(Dataset entries)

•••

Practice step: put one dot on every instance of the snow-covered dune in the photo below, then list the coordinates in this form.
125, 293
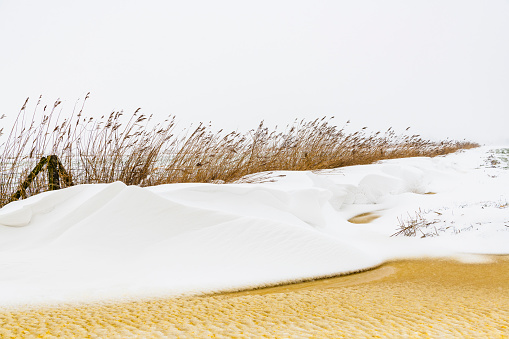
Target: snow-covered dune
110, 241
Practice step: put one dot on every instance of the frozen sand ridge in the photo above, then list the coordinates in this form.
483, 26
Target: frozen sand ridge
93, 242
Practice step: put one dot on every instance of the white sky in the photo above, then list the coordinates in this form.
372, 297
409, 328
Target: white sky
440, 66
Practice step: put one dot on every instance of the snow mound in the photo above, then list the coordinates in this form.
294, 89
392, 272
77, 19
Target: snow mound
112, 241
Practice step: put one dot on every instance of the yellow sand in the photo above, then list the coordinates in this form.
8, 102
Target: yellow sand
409, 299
364, 218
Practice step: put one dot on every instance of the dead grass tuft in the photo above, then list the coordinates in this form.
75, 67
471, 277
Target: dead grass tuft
139, 152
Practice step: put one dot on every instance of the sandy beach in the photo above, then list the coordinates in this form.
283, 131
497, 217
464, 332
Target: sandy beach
409, 299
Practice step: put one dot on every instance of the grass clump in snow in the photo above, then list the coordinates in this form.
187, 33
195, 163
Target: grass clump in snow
136, 151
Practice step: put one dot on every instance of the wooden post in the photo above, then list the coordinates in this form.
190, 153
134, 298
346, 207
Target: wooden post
53, 178
54, 167
21, 192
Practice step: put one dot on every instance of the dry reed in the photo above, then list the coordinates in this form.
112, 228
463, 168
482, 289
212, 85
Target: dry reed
137, 152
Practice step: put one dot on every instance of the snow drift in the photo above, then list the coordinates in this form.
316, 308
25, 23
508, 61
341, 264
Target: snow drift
112, 241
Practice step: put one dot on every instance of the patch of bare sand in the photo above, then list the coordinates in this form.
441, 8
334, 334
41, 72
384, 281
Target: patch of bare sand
364, 218
420, 298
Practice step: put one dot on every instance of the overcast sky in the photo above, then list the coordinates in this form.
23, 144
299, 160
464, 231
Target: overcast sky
441, 67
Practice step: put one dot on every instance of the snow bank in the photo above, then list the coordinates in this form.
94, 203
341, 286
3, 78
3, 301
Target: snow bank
111, 241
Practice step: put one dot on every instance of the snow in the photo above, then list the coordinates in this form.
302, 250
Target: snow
114, 242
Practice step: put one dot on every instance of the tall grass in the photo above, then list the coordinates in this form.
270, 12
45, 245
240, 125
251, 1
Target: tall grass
136, 151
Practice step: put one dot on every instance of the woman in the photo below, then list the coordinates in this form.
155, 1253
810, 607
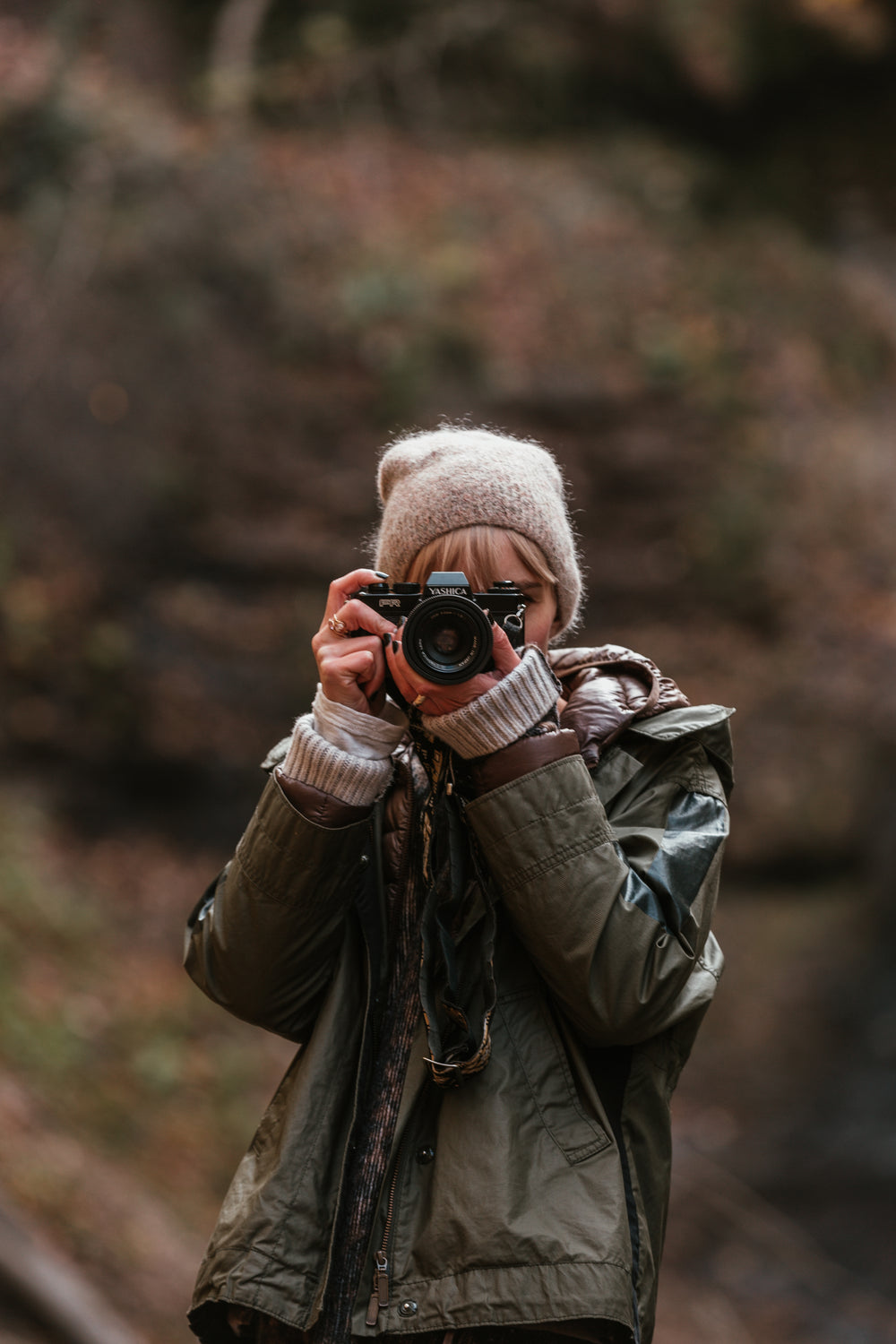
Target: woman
482, 910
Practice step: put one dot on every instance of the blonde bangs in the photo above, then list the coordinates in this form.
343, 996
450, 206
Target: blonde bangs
474, 550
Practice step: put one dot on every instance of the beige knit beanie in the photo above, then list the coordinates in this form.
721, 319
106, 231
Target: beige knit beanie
450, 478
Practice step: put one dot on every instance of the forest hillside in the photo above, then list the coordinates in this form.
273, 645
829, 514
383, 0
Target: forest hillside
242, 245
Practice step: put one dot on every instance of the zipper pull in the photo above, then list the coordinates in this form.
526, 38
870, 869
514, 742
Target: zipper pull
379, 1297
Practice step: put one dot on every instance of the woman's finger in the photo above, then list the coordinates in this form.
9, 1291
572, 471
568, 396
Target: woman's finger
503, 652
340, 590
355, 615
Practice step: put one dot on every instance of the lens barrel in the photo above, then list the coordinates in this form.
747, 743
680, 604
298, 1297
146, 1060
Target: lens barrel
447, 640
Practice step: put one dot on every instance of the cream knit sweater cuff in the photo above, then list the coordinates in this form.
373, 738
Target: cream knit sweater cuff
503, 715
312, 760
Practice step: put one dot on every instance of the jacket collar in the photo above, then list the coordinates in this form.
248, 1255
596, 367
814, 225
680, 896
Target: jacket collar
606, 690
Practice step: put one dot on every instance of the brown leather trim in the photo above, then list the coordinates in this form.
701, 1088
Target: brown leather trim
520, 758
319, 806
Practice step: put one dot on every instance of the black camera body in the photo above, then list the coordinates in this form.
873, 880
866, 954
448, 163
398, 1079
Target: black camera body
447, 631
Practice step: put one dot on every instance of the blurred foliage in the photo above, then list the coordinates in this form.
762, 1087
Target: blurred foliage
116, 1078
211, 323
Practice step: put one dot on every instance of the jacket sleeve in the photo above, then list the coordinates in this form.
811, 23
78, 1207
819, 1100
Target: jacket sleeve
614, 911
263, 940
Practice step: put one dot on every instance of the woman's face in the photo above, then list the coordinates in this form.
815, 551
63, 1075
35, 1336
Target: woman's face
540, 602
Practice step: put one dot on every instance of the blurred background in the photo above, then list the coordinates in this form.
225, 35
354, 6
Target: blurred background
244, 244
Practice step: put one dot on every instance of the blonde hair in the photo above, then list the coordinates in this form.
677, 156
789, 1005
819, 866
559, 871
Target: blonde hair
474, 550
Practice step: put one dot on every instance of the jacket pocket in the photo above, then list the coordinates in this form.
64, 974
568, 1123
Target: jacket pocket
541, 1058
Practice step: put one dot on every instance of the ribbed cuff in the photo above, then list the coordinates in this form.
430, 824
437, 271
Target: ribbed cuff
349, 779
514, 704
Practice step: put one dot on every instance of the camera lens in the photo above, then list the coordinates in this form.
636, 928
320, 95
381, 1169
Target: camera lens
447, 639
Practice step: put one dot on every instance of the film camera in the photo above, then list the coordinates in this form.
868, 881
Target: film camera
447, 633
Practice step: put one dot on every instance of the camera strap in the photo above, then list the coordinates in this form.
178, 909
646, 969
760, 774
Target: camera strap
458, 1034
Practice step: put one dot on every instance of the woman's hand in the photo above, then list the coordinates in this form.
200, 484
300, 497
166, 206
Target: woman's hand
435, 699
352, 669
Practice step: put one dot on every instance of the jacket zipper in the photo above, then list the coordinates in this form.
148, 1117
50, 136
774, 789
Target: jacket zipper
379, 1297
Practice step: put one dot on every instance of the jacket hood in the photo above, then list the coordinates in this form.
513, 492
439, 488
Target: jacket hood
606, 690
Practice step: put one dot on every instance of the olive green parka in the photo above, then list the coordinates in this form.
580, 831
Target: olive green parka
538, 1190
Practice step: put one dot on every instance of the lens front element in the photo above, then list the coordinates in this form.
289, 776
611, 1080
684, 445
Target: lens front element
447, 639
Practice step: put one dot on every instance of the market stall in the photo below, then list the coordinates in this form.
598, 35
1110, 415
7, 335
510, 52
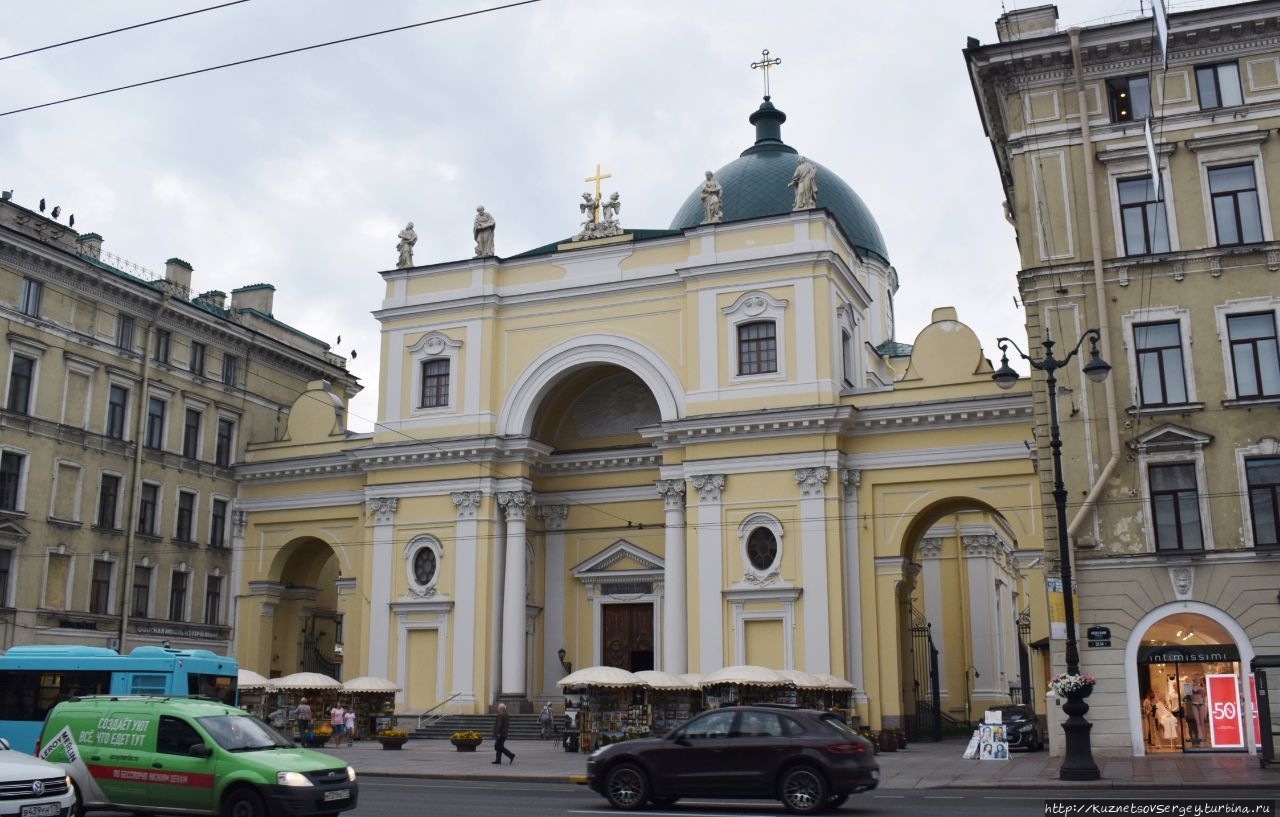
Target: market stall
320, 693
373, 699
604, 704
745, 684
671, 699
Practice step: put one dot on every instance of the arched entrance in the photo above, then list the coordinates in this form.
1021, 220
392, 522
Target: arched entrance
1188, 681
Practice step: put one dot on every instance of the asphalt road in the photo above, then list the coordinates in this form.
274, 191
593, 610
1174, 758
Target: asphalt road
405, 795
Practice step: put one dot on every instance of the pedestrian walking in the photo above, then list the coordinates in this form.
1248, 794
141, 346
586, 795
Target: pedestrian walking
501, 726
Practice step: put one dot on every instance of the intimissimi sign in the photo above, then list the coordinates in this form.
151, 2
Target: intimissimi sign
1188, 653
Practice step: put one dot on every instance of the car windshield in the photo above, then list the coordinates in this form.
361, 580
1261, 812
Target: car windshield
242, 733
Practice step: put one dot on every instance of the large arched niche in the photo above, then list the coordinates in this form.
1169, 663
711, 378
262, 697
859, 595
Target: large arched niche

•••

### EXERCISE REQUIREMENTS
The answer is every line in the data where the word "niche" appears.

### OUTPUT FOR THIS EXERCISE
Practice step: put one dot on every instance of the large arched niche in the photo above, then list the coordinates in this form.
Target: large arched niche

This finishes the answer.